# Extract to read
*** Block opens ***

Could This Combination Treatment be a Breakthrough for Pancreatic Cancer?

According to a story from EurekAlert!, a team of scientists affiliated with the UCLA Jonsson Comprehensive Cancer Center have been conducting research that has revealed a new potential therapeutic approach for pancreatic cancer. This type of cancer is one of the most lethal and is notorious for its resistance to treatment and its tendency to relapse. The therapy could involve a combination treatment of two different inhibitor drugs that would affect the activity of certain pathways that pancreatic cancer is known to use to propagate itself and resist treatment.

About Pancreatic Cancer

Pancreatic cancer is one of the most dangerous forms of cancer. The disease affects the pancreas, which is a glandular organ that is situated behind the stomach. Part of the reason that pancreatic cancer is so dangerous is that it rarely produces noticeable symptoms until it has reached an advanced stage and begun to spread. However, even when detected earlier, it is difficult to treat effectively. Risk factors for pancreatic cancer include being male, old age, African-American ancestry, family history, smoking, obesity, diabetes, chronic pancreatitis, and a diet heavy in red meat, processed meat, or meat cooked at very high temperatures. Symptoms include depression, upper abdominal pain, jaundice, diabetes, constipation, weight loss, and appetite loss. Treatment approaches for this cancer include surgery, chemotherapy, and radiation therapy. Even with heavy treatment, pancreatic cancer almost always returns. The five year survival rate is just five percent. To learn more about pancreatic cancer, click here.

*** Block closes ***

# Your objective
Shorten the paragraph in the pancreatic cancer article that begins "Pancreatic cancer is one of the most dangerous forms" into a bulleted list that keeps its main facts.

# Dataset entries
*** Block opens ***

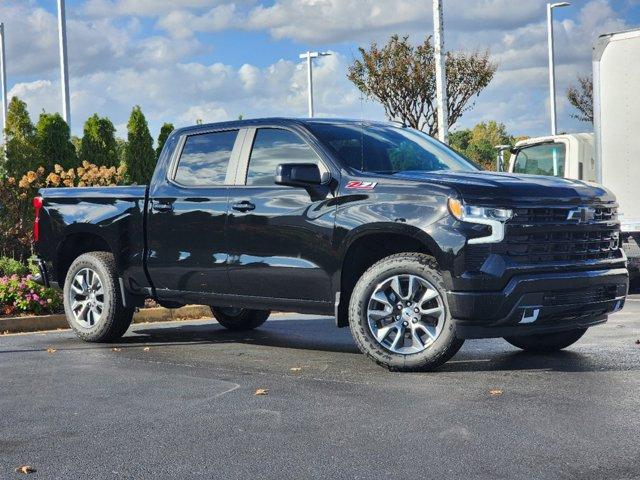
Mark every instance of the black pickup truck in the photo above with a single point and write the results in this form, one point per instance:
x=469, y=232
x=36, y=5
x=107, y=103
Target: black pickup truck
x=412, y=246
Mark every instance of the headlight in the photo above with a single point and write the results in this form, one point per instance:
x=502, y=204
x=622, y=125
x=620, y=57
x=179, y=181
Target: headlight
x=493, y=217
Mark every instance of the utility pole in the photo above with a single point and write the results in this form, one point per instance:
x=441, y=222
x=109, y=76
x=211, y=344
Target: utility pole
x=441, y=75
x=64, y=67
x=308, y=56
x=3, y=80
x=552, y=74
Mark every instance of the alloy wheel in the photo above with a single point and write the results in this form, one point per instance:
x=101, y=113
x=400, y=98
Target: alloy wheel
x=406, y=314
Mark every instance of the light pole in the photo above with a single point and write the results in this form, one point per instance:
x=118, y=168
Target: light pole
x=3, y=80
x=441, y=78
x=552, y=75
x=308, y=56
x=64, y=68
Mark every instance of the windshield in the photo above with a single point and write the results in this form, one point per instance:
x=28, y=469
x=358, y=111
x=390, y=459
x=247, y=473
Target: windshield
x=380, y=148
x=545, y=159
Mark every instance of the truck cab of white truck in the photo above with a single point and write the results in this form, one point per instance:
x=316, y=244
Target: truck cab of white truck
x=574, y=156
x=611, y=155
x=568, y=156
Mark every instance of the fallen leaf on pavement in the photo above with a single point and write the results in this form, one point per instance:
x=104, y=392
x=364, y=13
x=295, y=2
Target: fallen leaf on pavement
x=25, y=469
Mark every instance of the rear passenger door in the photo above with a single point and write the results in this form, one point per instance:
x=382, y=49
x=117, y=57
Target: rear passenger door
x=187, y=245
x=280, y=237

*** Block closes ***

# Result of the exercise
- Pancreatic cancer is among the most dangerous cancers. It affects the pancreas, a gland behind the stomach.
- It rarely causes noticeable symptoms before it is advanced and spreading, and it is hard to treat even when caught earlier.
- Risk factors: being male, old age, African-American ancestry, family history, smoking, obesity, diabetes, chronic pancreatitis, and a diet heavy in red meat, processed meat, or meat cooked at very high temperatures.
- Symptoms: depression, upper abdominal pain, jaundice, diabetes, constipation, weight loss, and appetite loss.
- Treatments: surgery, chemotherapy, and radiation therapy.
- It almost always returns, even with heavy treatment, and the five-year survival rate is five percent.